» AIM
Extract the text of every entry below exactly; leave images out.
* start *
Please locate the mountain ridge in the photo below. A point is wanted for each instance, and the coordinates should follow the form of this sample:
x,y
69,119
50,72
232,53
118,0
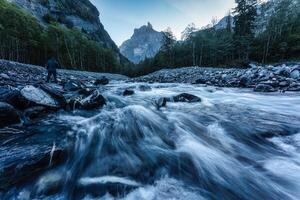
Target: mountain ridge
x,y
144,43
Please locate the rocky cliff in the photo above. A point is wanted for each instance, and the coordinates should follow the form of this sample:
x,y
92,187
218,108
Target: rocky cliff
x,y
72,13
145,43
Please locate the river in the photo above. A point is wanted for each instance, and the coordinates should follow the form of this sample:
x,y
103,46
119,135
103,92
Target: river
x,y
234,144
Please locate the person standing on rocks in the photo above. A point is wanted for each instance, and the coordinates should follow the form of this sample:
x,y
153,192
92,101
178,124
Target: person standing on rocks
x,y
52,65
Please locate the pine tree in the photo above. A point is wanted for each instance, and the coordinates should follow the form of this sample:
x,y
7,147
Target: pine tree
x,y
246,13
168,44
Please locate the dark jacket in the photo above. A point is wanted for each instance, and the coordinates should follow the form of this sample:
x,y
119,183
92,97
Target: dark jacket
x,y
52,65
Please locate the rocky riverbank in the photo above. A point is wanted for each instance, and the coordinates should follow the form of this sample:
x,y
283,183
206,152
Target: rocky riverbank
x,y
27,103
281,77
29,143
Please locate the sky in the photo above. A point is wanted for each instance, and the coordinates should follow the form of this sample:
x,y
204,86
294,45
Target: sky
x,y
121,17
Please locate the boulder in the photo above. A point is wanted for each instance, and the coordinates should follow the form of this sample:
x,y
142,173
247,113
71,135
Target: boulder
x,y
8,115
56,92
102,81
13,97
86,91
161,102
39,97
95,100
185,97
144,88
200,81
4,76
264,88
244,81
295,74
72,85
128,92
36,112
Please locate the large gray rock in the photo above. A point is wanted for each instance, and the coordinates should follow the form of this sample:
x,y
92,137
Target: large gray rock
x,y
13,97
93,101
185,97
295,74
8,115
264,88
39,96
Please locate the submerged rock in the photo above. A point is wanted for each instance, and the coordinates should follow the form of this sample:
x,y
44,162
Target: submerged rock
x,y
264,88
95,100
72,85
56,92
13,97
36,112
102,81
128,92
295,74
185,97
144,88
161,102
8,115
38,96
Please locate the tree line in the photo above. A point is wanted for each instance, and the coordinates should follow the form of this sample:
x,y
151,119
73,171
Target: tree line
x,y
24,39
277,39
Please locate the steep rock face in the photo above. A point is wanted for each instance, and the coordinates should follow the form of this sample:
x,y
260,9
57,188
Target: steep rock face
x,y
145,43
75,13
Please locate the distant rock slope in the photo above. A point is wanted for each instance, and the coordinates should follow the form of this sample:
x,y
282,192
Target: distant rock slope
x,y
145,43
75,13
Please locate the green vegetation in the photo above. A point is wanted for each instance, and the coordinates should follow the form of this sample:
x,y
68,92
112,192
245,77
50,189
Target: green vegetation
x,y
23,39
278,41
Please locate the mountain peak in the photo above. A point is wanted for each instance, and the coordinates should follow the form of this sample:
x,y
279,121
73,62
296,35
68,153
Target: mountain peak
x,y
144,43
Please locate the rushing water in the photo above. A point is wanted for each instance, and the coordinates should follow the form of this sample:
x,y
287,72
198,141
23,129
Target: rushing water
x,y
235,144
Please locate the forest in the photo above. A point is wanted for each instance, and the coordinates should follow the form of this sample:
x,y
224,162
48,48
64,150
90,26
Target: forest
x,y
269,37
252,39
24,39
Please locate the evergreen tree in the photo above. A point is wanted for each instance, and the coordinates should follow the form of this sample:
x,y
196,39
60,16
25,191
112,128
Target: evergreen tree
x,y
167,47
246,13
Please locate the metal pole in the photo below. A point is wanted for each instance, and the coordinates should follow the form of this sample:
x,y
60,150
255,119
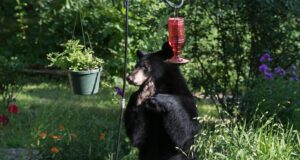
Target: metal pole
x,y
124,80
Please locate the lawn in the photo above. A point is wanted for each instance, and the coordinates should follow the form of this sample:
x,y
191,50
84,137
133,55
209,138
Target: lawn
x,y
51,108
61,125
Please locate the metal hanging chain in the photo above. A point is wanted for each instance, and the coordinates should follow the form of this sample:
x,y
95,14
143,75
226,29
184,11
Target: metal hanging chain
x,y
174,5
124,80
83,33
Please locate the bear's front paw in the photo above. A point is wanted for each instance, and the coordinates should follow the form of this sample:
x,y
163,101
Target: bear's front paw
x,y
155,104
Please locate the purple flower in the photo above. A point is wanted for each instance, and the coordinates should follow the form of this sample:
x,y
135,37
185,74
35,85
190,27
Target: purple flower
x,y
293,67
294,78
119,91
268,75
263,68
293,72
265,58
279,71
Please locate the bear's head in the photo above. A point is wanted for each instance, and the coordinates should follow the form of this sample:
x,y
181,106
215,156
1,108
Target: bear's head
x,y
150,65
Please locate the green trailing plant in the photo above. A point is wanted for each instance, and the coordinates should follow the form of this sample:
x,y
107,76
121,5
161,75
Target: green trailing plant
x,y
75,57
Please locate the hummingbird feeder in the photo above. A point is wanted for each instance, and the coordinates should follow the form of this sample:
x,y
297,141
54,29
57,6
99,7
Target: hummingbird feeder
x,y
176,36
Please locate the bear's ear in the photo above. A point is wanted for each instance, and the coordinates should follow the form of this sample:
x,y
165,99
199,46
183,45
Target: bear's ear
x,y
140,54
166,51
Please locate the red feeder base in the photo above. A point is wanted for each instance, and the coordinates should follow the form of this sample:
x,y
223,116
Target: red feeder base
x,y
176,39
177,60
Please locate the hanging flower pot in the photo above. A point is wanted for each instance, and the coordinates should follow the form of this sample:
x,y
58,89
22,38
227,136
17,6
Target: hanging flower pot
x,y
85,82
84,68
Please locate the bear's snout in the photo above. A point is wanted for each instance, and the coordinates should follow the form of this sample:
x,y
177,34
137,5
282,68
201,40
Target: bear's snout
x,y
129,79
* end *
» RESPONSE
Please locate the mountain ridge in the photo below. A point is wanted for each instance, and the coordinates should follow the form of this sample:
x,y
69,119
50,72
232,53
118,0
Target: mountain ridge
x,y
144,43
Please locate the rocky cliff in the photo above. A point is wanted for each instance, and the coordinates should follow the form of this sample:
x,y
92,187
218,108
Target: rocky cliff
x,y
72,13
145,43
Please locate the river in the photo above. A point is wanted for each instance, and the coordinates should follow the form of this sample:
x,y
103,46
119,135
103,92
Target: river
x,y
234,144
Please locate the person standing on rocks in the photo above. A point is wanted for each instance, and the coordinates should follow the form of this sample:
x,y
153,192
92,101
178,124
Target: person standing on rocks
x,y
52,65
Please locate the pine tree in the photo above. A point is wanted for each instance, and the coordinates should follow the form of this sample:
x,y
7,147
Target: pine tree
x,y
246,13
168,44
Please locate the dark jacket in the photo above. A point is wanted for each instance, and the coordinates should follow the form of this sample:
x,y
119,183
92,97
Target: dark jacket
x,y
52,65
Please locate the rocky riverbank in the photo above. A point is wanted for each instance, and the coordinates should follow the form of this sample:
x,y
283,183
206,152
Target: rocky riverbank
x,y
27,103
281,77
29,143
Please locate the sky in the photo above. A point is wanted for each instance, and the coordinates should follow the form of this sample:
x,y
204,86
294,45
Target: sky
x,y
121,17
Please locate the boulder in the photo above. A point is wanted for each instance, and the coordinates should follow the form of this sample:
x,y
142,173
247,113
71,135
Target: boulder
x,y
8,115
56,92
102,81
13,97
86,91
161,102
39,97
95,100
185,97
144,88
200,81
4,76
264,88
244,81
295,74
72,85
128,92
36,112
Please locate the large gray rock in the photo above. A point is wanted for each instance, and the coordinates should follow the form of this sample:
x,y
92,137
Target: large gray rock
x,y
13,97
93,101
185,97
295,74
8,115
264,88
39,96
Please locate the submerged rock in the photo above. A point is wanted for each instance, and the coordinates should follow the form of this sample:
x,y
44,162
Target: submerged rock
x,y
264,88
95,100
72,85
56,92
13,97
36,112
102,81
128,92
295,74
185,97
144,88
161,102
8,115
38,96
Please locate the tree line in the photo above. A point is wanted for each instance, and the coordinates should follow the form of this sample:
x,y
151,119
73,171
Target: tree line
x,y
24,39
277,39
Please locate the steep rock face in the photo above. A point is wanted for each instance, and the coordinates should follow the form of this sample:
x,y
260,9
57,188
Target: steep rock face
x,y
145,43
75,13
Please locate the distant rock slope in the photo above. A point is wanted for each instance, and the coordinates should follow the form of this sample:
x,y
282,192
Target: distant rock slope
x,y
145,43
75,13
Please locate the green vegetation in the photo above. A point is wanted for each instance, and the coordinates should follow the form of this sample:
x,y
68,92
112,192
245,77
50,189
Target: green vegetation
x,y
23,39
278,41
Please locate the mountain peak in the photo above. A point is wanted for each instance, and the coordinates should follow the form of this sample:
x,y
279,121
73,62
296,35
68,153
Target: mountain peak
x,y
144,43
Please locate the rushing water in the photo above. A point is wanted for each instance, and the coordinates should follow the form of this sample:
x,y
287,72
198,141
23,129
Target: rushing water
x,y
235,144
Please locate the forest in the photo above. A point is wanted for each instance, and the coordinates should follow the form of this sample:
x,y
224,162
48,48
64,150
90,26
Target: forest
x,y
269,37
252,39
24,39
Please locate the evergreen tree in the photo above. A point is wanted for each instance, and the coordinates should follow the form of this sample:
x,y
196,39
60,16
25,191
112,128
Target: evergreen tree
x,y
167,47
246,13
Please locate the metal pole in the photo below. A point is wanted for each instance, and the coordinates should follow the form of this sample:
x,y
60,150
255,119
Target: metal pole
x,y
124,80
Please locate the lawn in the photo above. A point is wanted for each instance, and the coordinates should follow the form of this sample:
x,y
191,50
84,137
133,55
209,138
Target: lawn
x,y
51,108
61,125
Please locate the metal hanging chain in the photo above. A point is wanted for each instance, and the coordinates should follow the form of this sample:
x,y
95,14
143,75
226,29
184,11
Target: metal hanging chain
x,y
174,5
124,80
83,33
Please locate the bear's front paw in the photo above. A point is wanted for each instance, and the coordinates should follow the form of this sample:
x,y
163,101
Target: bear's front paw
x,y
155,104
Please locate the purple flower in the photo above. A point is wanted for each instance, and the coordinates should follow the form of this sample:
x,y
135,37
185,74
35,85
190,27
Target: purple flower
x,y
293,67
294,78
119,91
268,75
263,68
293,72
265,58
279,71
Please locate the bear's head in the photo above. A point is wanted for each instance, and the coordinates should follow the form of this sample:
x,y
181,106
215,156
1,108
Target: bear's head
x,y
150,65
Please locate the green trailing plant in the photo above. A point is wanted for each instance, and the coordinates should follow the form of this sample:
x,y
107,76
121,5
161,75
Target: green trailing plant
x,y
75,57
Please locate the hummingbird feeder in the photo above. A point is wanted for each instance, and the coordinates should follow the form of this sample:
x,y
297,141
54,29
57,6
99,7
Target: hummingbird feeder
x,y
176,36
Please locate the bear's ear in the photo above. A point is wanted for each instance, and the coordinates should follow the form of this sample:
x,y
165,99
199,46
183,45
Target: bear's ear
x,y
140,54
166,51
Please locate the red feeder base in the photo above. A point is wanted for each instance, and the coordinates should follow the form of this sample:
x,y
223,116
Target: red feeder base
x,y
176,39
177,60
Please locate the hanging flower pot in the photo above. A point is wanted for each instance, and the coordinates should follow the form of this sample:
x,y
58,89
22,38
227,136
17,6
Target: hanging flower pot
x,y
85,82
84,68
Please locate the bear's snout in the photo above. A point is wanted for each instance, and the coordinates should follow the form of this sample:
x,y
177,34
137,5
282,68
201,40
Target: bear's snout
x,y
129,79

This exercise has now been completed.